> 取り組む課題:
- 1) 本文の峠道の場面で、友人が左に曲がって上り坂の方を選んだのはなぜですか。
- 2) 本文の「すぐにもう一度横の窓を確認したら、クルマのインナーパネルが映っているだけだったそうです。」という文を英語に訳してください。
- 3) 峠道で起きた体験談の続きを、最後の文のあとから書き進めてください。

この話は第三弾で話した友人に聞いたものです。

 

彼はその日も夜中に家のクルマで運転の練習を

していたそうです。

 

その日はあてもなく適当に走っていたそうですが、

 

気がつくと川西能勢口駅の表示が見えて、

 

「あ、親戚のいるとこやな」と思いながら

その駅の下を通り過ぎたそうです。

 

そこからは住宅街に入ってしまって、

 

右に行ったり、左に行ったり、

 

時には行き止まりでバックしたりと、

 

免許取りたての初心者としてはストレスのかかるもの

だったそうです。

 

そうこうしているうちに完全に方向感覚を失って、

 

自分が北に向かっているのか南に向かっているのか、

 

どちらを向いて走っているのかがわからなくなったそうです。

 

それでも適当に思うがままに走っていると峠道に出たそうです。

 

右に行くと下っているのでおそらく大阪に帰る方、

 

左に行くと上がっているので山の中に入っていく方。

 

まだ大阪に帰るには早いなと思って

左に曲がって峠道を上がっていく方を選択したそうです。

 

最初は民家もちらほらあったそうなんですが、

 

だんだんとなくなっていき、

 

気持ち悪さが際立ってきました。

 

「気持ち悪いな、気持ち悪いな」と思いながら走っていて、

 

ふと横の窓を見ると人の顔が映っていて、

 

「ぎゃー」。

 

ブレーキを踏んだらクルマはギュンギュンいいながら

蛇行してなんとかガードレールの手前で止まりました。

 

すぐにもう一度横の窓を確認したら、

 

クルマのインナーパネルが映っているだけだったそうです。

> 提供情報:

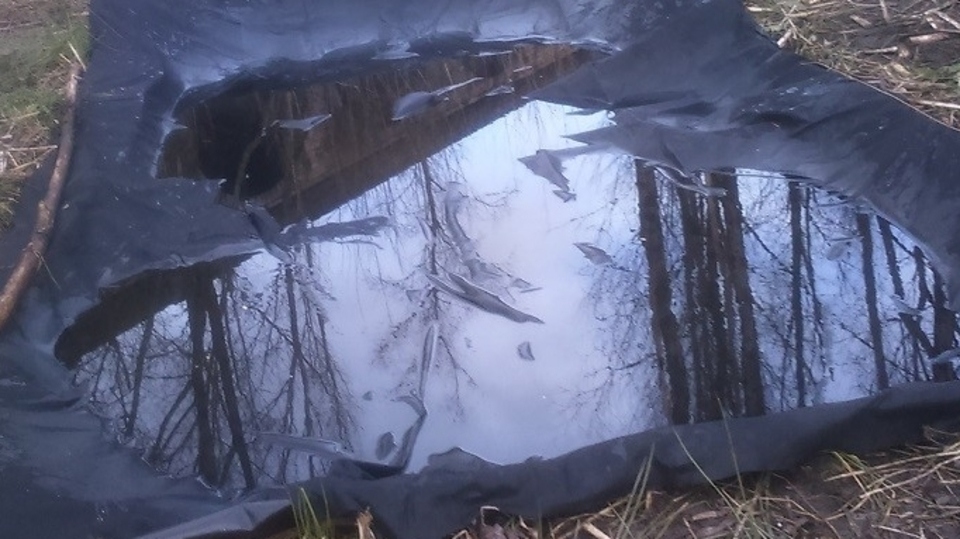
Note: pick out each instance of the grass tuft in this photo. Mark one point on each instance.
(38, 42)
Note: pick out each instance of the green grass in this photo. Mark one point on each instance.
(35, 57)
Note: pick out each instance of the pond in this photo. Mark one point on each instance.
(496, 287)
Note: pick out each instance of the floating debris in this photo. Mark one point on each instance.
(689, 183)
(385, 444)
(501, 90)
(839, 247)
(945, 357)
(549, 167)
(303, 124)
(525, 351)
(594, 254)
(417, 102)
(478, 297)
(905, 309)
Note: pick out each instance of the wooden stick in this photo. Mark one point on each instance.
(33, 253)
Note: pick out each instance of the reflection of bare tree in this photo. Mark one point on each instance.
(944, 331)
(794, 194)
(429, 319)
(666, 330)
(202, 413)
(870, 294)
(917, 340)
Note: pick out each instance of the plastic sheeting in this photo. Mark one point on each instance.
(693, 86)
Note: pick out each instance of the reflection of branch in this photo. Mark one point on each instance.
(225, 370)
(138, 375)
(206, 459)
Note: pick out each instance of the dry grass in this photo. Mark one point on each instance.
(38, 42)
(906, 493)
(897, 494)
(907, 48)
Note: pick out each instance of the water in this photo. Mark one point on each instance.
(531, 296)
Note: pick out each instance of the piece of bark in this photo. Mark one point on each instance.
(33, 253)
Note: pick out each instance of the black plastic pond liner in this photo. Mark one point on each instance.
(447, 495)
(693, 86)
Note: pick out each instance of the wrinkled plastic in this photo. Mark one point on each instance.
(693, 86)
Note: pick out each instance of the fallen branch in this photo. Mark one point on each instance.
(33, 253)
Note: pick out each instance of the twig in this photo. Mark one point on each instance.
(46, 211)
(939, 104)
(885, 11)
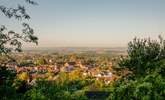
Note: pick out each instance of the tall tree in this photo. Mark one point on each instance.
(11, 41)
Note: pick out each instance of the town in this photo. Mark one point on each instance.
(32, 66)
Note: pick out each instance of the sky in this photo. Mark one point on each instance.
(92, 23)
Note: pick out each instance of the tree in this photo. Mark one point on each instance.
(11, 41)
(143, 53)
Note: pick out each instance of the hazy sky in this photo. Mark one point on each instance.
(93, 22)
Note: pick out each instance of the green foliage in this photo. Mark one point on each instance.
(142, 53)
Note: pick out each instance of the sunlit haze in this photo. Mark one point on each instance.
(93, 23)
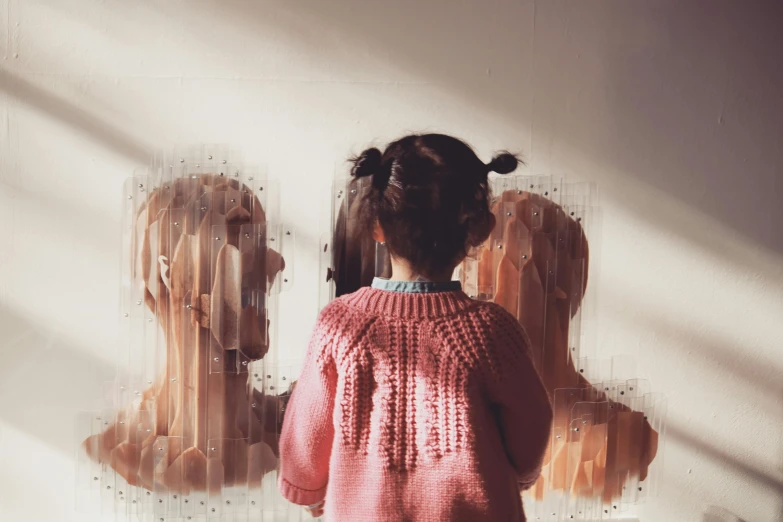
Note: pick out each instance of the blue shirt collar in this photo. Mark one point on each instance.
(416, 287)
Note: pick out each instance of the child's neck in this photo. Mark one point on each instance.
(401, 271)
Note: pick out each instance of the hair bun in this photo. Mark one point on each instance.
(367, 163)
(503, 163)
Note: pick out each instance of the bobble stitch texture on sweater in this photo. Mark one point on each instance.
(419, 389)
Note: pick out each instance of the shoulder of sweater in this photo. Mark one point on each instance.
(504, 330)
(341, 318)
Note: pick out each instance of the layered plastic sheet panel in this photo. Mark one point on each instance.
(203, 261)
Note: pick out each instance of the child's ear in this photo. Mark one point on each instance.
(377, 233)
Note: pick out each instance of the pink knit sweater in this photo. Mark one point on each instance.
(415, 407)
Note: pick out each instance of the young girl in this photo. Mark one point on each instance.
(417, 403)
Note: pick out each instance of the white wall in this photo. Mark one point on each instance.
(674, 108)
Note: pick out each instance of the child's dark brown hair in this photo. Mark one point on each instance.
(430, 195)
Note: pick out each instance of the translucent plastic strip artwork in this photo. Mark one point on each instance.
(536, 264)
(189, 428)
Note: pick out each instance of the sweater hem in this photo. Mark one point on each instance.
(300, 496)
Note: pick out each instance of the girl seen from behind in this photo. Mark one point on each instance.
(416, 402)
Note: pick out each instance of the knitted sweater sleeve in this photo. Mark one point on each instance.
(523, 410)
(308, 430)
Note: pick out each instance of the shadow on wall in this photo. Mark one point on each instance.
(680, 96)
(111, 137)
(65, 377)
(724, 361)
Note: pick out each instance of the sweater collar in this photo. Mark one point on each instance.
(408, 305)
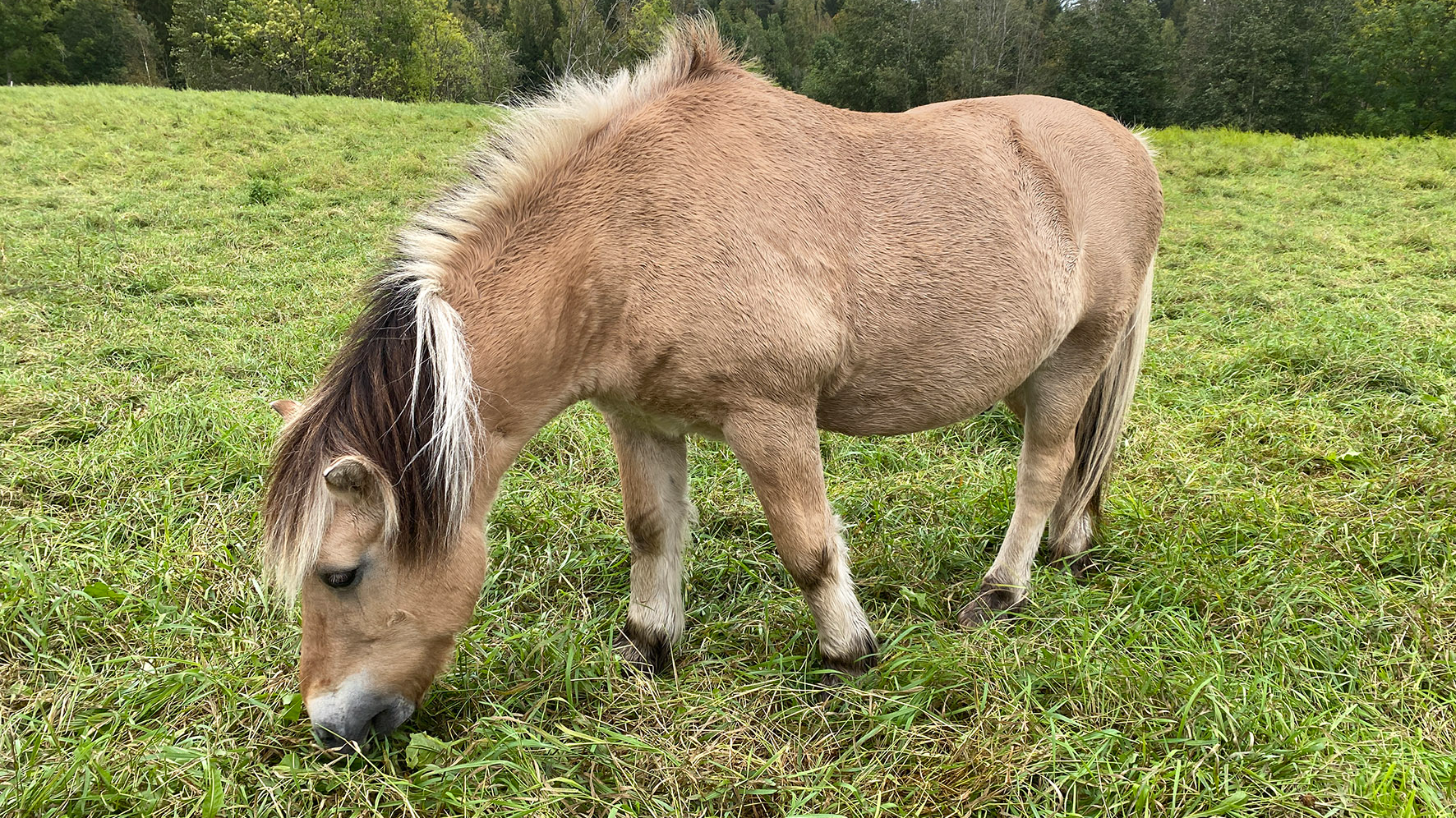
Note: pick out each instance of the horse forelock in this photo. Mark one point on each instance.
(401, 396)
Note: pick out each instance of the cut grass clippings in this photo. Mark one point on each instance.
(1273, 631)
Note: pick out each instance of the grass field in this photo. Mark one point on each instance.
(1273, 631)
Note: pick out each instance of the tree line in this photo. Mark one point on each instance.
(1295, 66)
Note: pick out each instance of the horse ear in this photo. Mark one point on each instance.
(286, 409)
(351, 479)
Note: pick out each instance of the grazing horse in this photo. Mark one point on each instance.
(696, 250)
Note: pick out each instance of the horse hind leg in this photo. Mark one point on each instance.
(1072, 412)
(779, 452)
(1046, 454)
(658, 517)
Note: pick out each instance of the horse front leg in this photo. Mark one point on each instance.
(658, 517)
(779, 450)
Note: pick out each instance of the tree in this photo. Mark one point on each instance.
(408, 50)
(1403, 64)
(104, 41)
(28, 43)
(1260, 64)
(993, 47)
(880, 56)
(1111, 56)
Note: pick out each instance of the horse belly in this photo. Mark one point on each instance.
(922, 396)
(925, 367)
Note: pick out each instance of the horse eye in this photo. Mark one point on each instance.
(339, 578)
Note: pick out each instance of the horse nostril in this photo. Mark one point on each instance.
(337, 741)
(392, 715)
(350, 729)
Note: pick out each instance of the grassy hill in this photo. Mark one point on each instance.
(1273, 632)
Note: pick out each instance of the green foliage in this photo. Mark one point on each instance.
(880, 56)
(104, 41)
(1273, 632)
(405, 50)
(28, 43)
(1297, 66)
(1403, 58)
(1113, 56)
(1258, 64)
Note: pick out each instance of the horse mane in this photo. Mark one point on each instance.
(401, 393)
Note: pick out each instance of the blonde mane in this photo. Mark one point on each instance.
(539, 137)
(402, 392)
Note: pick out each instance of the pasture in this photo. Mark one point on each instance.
(1271, 632)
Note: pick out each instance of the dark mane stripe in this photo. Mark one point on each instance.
(401, 393)
(379, 401)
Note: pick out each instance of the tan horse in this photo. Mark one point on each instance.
(699, 252)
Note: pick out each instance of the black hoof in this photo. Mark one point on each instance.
(1078, 565)
(995, 601)
(856, 661)
(644, 651)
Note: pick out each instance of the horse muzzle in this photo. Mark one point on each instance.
(348, 718)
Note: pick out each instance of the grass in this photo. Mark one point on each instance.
(1274, 631)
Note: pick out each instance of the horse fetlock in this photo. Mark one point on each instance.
(854, 655)
(645, 648)
(995, 600)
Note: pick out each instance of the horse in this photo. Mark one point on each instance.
(699, 252)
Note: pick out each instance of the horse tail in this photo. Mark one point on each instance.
(1101, 424)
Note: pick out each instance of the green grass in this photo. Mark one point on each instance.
(1274, 631)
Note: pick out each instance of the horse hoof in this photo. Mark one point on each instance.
(856, 661)
(1078, 565)
(644, 654)
(993, 603)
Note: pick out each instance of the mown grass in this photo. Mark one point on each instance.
(1273, 632)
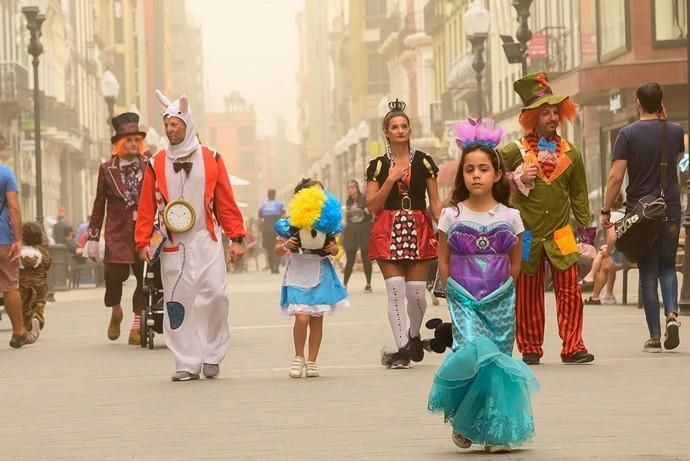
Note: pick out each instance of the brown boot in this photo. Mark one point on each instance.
(114, 326)
(134, 337)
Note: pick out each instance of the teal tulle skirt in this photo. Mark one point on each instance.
(483, 392)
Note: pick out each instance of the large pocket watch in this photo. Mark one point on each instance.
(179, 215)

> この演習の解答:
- 1) まだ大阪に帰るには早いと思ったからです。

- 2) When he immediately checked the side window again, apparently all that was reflected there was the car's inner panel.

- 3)
「うわ~、怖い怖い思てるから何でもないことに

反応してしまってるやん。

 

あぶないなぁ、

 

もうちょっとでガードレール突き破ってるとこやったで」

 

と独り言を言いながら、

 

クルマをまた走らせ始めたそうです。

 

それでしばらく道なりに走らせていたそうなんですが、

 

なんか気になるので横の窓をもう一度見てみたんだそうです。

 

そうすると完全に人の顔が映っていて、

 

「えっ」と思って助手席の方を見ると女がこちらを

向いて座っていたそうです。

 

「ぎゃー」。

 

ブレーキを踏んだらクルマがギュンギュンいいながら

蛇行して道路から飛び出し、

 

工事現場の砂の山に乗り上げてバーンと止まりました。

 

すぐに助手席を確認したけどそこには誰もいなかったそうです。

 

それでも怖くて怖くて「うわ~うわ~」と叫びながらUターンして、

 

必死に車を走らせたそうです。

 

そして気がついた時には空が明るくなってきていて、

 

伊丹の空港近くを走っていたそうです。

 

 

 

 

これで私の怪談の持ちネタは全部終了です。

 

まだまだ暑い日が続きますが、

 

怪談話でもして涼しくお過ごし下さい。